Available records section start

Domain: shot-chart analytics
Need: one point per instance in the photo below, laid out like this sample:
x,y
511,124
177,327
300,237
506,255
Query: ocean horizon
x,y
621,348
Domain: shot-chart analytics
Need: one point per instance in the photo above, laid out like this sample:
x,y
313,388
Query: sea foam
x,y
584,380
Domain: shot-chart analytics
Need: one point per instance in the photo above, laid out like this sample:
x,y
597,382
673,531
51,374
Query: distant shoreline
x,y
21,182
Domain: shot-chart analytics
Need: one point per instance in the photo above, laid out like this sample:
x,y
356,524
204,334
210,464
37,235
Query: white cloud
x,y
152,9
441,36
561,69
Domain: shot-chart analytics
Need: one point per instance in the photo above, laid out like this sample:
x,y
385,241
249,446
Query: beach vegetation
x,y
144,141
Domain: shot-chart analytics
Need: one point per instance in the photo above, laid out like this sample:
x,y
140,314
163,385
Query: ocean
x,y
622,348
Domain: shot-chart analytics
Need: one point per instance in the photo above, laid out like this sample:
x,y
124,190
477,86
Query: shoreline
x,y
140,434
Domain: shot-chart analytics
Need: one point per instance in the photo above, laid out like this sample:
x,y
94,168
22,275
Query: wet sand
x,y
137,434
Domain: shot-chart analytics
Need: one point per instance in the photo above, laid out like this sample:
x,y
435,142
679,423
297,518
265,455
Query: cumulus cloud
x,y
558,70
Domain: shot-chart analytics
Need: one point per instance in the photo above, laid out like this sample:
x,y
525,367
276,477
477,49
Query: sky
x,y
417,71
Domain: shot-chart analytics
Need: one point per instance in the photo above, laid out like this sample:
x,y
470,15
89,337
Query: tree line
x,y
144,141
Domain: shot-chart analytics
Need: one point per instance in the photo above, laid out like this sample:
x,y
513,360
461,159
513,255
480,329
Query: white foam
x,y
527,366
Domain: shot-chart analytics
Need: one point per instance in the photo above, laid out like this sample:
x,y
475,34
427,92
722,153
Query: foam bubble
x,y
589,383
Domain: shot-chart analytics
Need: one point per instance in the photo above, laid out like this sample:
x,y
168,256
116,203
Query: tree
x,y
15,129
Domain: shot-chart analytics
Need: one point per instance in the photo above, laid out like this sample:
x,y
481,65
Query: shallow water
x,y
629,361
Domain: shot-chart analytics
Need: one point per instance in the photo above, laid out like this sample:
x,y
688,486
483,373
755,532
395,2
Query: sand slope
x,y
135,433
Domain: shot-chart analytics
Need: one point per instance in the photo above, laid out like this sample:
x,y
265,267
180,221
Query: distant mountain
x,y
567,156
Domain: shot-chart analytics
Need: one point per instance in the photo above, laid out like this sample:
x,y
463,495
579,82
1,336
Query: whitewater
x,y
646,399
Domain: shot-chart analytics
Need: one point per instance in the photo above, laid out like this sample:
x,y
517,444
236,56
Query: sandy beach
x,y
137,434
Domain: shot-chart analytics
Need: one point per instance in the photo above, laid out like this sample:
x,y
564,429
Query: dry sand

Available records section end

After reading the material above, repeat all of it exactly.

Domain: shot-chart analytics
Need: one point per instance in the photo below, laid out like this sample:
x,y
511,124
177,327
300,237
506,255
Query: ocean horizon
x,y
621,348
Domain: shot-chart analytics
Need: one point per instance in the photo above, laid out like this sample:
x,y
313,388
Query: sea foam
x,y
584,380
Domain: shot-chart analytics
Need: one point per instance in the photo above, laid out like this sample:
x,y
597,382
673,531
51,374
Query: distant shoreline
x,y
21,182
Domain: shot-chart analytics
Need: one point per instance in the photo above, laid out like this sample:
x,y
356,524
204,334
210,464
37,235
Query: white cloud
x,y
152,9
441,36
561,69
Domain: shot-chart analytics
Need: one point per instance in the photo above, laid out like this sample:
x,y
385,241
249,446
Query: beach vegetation
x,y
144,141
Domain: shot-chart analytics
Need: one point per instance in the photo above, laid out like this sample:
x,y
140,314
163,385
Query: ocean
x,y
622,348
Domain: shot-chart analytics
Need: one point per instance in the photo above, laid out like this sample:
x,y
124,190
477,86
Query: shoreline
x,y
140,434
Domain: shot-chart analytics
Need: one point per instance in the photo above, laid out like this sample:
x,y
94,168
22,275
Query: wet sand
x,y
137,434
Domain: shot-chart analytics
Need: one point per instance in the photo above, laid out like this sample:
x,y
435,142
679,423
297,518
265,455
Query: cumulus cloud
x,y
558,70
Domain: shot-chart analytics
Need: one point per instance in the photo above, laid out like this sample:
x,y
525,367
276,477
477,49
Query: sky
x,y
417,71
Domain: shot-chart analytics
Need: one point per instance in the photo above, laid out like this sample:
x,y
470,15
89,337
Query: tree line
x,y
144,141
Domain: shot-chart analytics
Need: one point per instance in the photo above, laid out like this sample:
x,y
513,360
461,159
513,255
480,329
Query: white foam
x,y
527,366
Domain: shot-chart analytics
Need: one point per instance in the photo above, laid out like this sample:
x,y
475,34
427,92
722,153
Query: foam bubble
x,y
589,383
Domain: shot-chart analytics
Need: one point per instance in the photo above, laid out like this sample:
x,y
168,256
116,203
Query: tree
x,y
15,129
Domain: shot-chart analytics
Need: one point per instance in the photo above, laid out like this sample:
x,y
481,65
Query: shallow water
x,y
629,361
Domain: shot-chart analytics
Need: one point per instance in the photo above, laid out like this sample:
x,y
688,486
483,373
755,532
395,2
Query: sand slope
x,y
135,433
Domain: shot-chart analytics
Need: one point per instance in the photo above, laid out like this sample:
x,y
265,267
180,221
Query: distant mountain
x,y
567,156
Domain: shot-chart analytics
Need: one point per instance in the photo above, laid out like this sample:
x,y
463,495
579,82
1,336
Query: whitewater
x,y
646,399
Domain: shot-chart analytics
Need: one point per instance in the photo above, laid out like this sample:
x,y
517,444
236,56
Query: sandy beach
x,y
137,434
Domain: shot-chart analytics
Need: one point per instance in the photo above, laid out like this sample:
x,y
564,429
Query: dry sand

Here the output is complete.